EXERCISE DETAILS → Give back every line of the material exactly. Skip the pictures.

EXERCISE MATERIAL →
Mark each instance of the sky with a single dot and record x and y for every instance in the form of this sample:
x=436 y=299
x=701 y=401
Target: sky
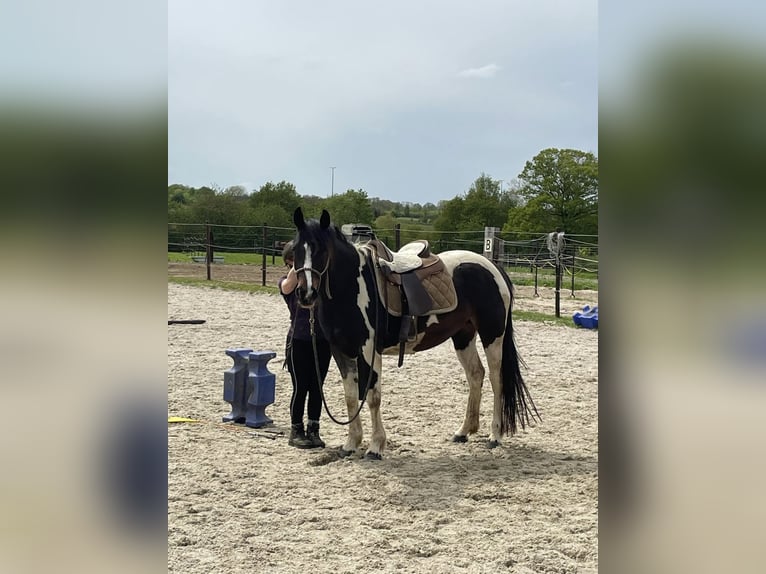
x=409 y=101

YOUR RESPONSE →
Mark each instance of the sky with a single dot and record x and y for every instance in the form of this sample:
x=436 y=299
x=701 y=401
Target: sky
x=409 y=101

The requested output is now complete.